HOW TO COMPLETE THIS TASK
Give the number of lines in the listing below that include the word "ship", with nothing more.

++++++++++

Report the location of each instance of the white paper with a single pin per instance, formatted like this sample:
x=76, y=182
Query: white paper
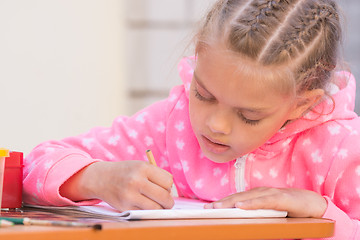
x=183, y=209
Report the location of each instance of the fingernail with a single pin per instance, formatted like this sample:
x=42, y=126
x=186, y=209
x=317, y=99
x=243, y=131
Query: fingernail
x=239, y=204
x=208, y=206
x=217, y=205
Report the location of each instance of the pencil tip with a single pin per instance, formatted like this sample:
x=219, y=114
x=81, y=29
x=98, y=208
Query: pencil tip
x=97, y=227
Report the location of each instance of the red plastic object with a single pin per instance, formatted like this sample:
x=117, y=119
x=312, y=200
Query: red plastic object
x=13, y=174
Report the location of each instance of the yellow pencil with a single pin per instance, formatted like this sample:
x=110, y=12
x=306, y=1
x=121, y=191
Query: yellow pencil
x=150, y=157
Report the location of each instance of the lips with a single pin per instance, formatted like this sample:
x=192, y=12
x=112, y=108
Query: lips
x=214, y=146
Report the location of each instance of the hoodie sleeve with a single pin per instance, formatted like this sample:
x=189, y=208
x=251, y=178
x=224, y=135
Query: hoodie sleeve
x=342, y=185
x=52, y=163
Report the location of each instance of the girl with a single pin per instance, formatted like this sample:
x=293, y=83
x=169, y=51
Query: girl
x=261, y=121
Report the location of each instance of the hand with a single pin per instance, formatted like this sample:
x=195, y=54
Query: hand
x=124, y=185
x=297, y=202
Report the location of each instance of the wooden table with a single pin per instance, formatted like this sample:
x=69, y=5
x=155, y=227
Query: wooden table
x=198, y=229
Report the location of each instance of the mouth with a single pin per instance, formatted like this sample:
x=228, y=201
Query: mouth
x=214, y=146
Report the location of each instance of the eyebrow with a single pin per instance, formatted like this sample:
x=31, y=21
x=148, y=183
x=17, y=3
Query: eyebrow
x=198, y=80
x=252, y=110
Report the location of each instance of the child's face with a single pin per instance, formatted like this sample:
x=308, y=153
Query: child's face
x=232, y=115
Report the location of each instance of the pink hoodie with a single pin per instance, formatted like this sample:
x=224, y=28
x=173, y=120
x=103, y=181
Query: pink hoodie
x=321, y=154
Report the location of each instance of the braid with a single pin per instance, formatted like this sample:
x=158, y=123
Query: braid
x=250, y=31
x=301, y=35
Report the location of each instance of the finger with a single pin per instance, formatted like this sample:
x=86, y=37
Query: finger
x=160, y=177
x=273, y=202
x=229, y=201
x=157, y=194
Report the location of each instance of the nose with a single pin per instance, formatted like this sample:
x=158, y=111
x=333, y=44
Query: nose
x=219, y=122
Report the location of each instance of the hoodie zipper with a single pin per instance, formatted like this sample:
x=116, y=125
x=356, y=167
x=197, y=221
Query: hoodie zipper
x=240, y=173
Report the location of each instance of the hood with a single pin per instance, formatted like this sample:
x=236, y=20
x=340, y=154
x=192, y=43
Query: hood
x=338, y=106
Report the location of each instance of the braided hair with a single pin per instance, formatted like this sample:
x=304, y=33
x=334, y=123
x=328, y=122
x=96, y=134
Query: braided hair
x=303, y=35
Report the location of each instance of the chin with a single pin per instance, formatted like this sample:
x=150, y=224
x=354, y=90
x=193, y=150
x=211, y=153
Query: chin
x=217, y=158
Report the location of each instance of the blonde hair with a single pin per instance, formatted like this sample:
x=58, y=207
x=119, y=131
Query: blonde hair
x=302, y=35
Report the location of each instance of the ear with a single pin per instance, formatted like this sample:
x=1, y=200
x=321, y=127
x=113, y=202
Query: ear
x=305, y=101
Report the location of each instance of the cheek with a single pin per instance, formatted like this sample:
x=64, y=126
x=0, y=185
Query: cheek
x=194, y=113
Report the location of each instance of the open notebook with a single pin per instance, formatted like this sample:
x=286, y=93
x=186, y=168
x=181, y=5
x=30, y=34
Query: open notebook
x=183, y=209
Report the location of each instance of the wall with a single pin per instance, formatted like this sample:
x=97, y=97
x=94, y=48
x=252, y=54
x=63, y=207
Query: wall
x=160, y=30
x=159, y=34
x=61, y=68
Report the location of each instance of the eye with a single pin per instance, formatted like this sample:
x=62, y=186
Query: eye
x=248, y=121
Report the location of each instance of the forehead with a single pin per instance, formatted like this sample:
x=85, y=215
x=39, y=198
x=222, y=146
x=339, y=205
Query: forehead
x=223, y=66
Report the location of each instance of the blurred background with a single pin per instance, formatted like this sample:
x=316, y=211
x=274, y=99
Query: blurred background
x=69, y=65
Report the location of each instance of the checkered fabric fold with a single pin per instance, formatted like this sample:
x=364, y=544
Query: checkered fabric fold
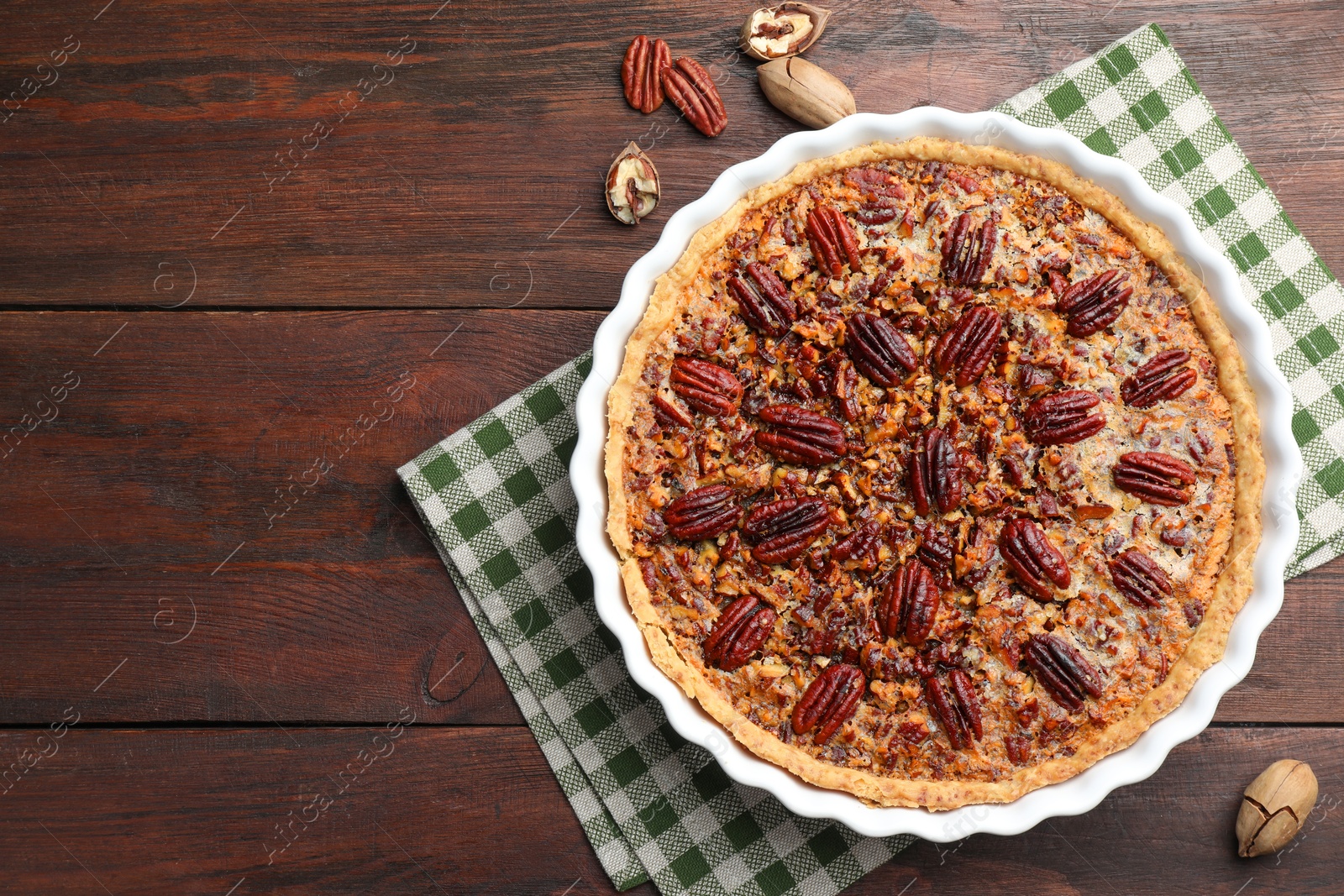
x=499, y=506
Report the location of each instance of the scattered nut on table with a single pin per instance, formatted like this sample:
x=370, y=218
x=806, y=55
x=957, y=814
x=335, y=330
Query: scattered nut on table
x=632, y=186
x=1274, y=808
x=773, y=33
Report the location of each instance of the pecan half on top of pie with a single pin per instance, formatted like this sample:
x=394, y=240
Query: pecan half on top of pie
x=934, y=473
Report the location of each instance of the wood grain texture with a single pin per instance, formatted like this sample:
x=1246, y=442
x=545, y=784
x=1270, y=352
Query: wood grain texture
x=428, y=819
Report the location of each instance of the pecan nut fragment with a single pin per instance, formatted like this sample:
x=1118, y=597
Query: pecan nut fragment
x=1062, y=669
x=801, y=436
x=1092, y=305
x=691, y=90
x=961, y=718
x=642, y=73
x=969, y=345
x=764, y=300
x=967, y=251
x=785, y=528
x=909, y=604
x=1062, y=418
x=1139, y=578
x=702, y=513
x=879, y=351
x=936, y=479
x=1164, y=376
x=833, y=241
x=738, y=633
x=1037, y=563
x=1155, y=477
x=828, y=701
x=706, y=387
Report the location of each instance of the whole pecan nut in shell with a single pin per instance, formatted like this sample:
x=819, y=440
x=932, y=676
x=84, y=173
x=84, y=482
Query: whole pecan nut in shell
x=909, y=604
x=642, y=73
x=702, y=513
x=969, y=345
x=967, y=250
x=800, y=436
x=879, y=351
x=1163, y=378
x=1062, y=418
x=1139, y=578
x=706, y=387
x=1037, y=563
x=785, y=528
x=764, y=300
x=1155, y=477
x=738, y=633
x=691, y=90
x=1092, y=305
x=1062, y=669
x=828, y=701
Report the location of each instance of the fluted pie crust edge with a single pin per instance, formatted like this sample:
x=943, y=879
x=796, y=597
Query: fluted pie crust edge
x=1230, y=590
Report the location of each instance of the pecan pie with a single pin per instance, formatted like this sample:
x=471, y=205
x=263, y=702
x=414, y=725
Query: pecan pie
x=934, y=473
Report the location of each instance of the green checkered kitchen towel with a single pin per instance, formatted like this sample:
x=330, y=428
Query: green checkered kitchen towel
x=497, y=500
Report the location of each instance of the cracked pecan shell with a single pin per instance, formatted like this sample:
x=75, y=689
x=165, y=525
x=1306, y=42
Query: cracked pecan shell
x=800, y=436
x=833, y=241
x=909, y=604
x=1163, y=378
x=1092, y=305
x=1062, y=418
x=785, y=528
x=828, y=701
x=702, y=513
x=1155, y=477
x=1139, y=578
x=764, y=300
x=967, y=250
x=879, y=351
x=936, y=479
x=1037, y=563
x=738, y=633
x=1062, y=669
x=969, y=345
x=706, y=387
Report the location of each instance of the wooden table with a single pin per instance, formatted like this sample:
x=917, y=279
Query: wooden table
x=230, y=288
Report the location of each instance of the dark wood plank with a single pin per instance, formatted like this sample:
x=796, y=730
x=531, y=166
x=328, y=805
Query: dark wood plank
x=474, y=177
x=447, y=813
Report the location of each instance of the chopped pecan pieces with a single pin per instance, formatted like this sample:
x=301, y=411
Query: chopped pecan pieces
x=833, y=241
x=801, y=436
x=828, y=701
x=702, y=513
x=936, y=479
x=1163, y=378
x=1092, y=305
x=1139, y=578
x=706, y=387
x=879, y=351
x=1032, y=558
x=691, y=90
x=1062, y=418
x=1062, y=669
x=967, y=251
x=642, y=73
x=738, y=633
x=969, y=345
x=909, y=604
x=1155, y=477
x=783, y=530
x=764, y=300
x=961, y=718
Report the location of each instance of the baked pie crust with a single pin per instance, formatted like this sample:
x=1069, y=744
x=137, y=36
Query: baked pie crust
x=974, y=469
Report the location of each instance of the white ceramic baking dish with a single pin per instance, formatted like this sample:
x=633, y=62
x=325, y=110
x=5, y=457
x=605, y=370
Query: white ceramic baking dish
x=1283, y=459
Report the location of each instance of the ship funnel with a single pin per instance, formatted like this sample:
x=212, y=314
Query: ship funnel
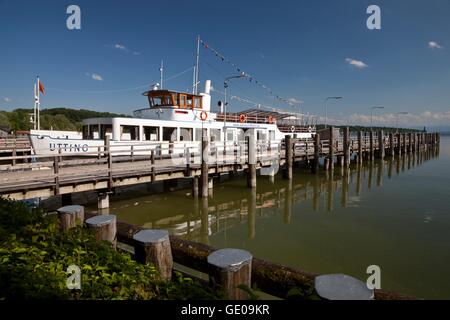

++++++++++

ANSWER FOR THIS EXERCISE
2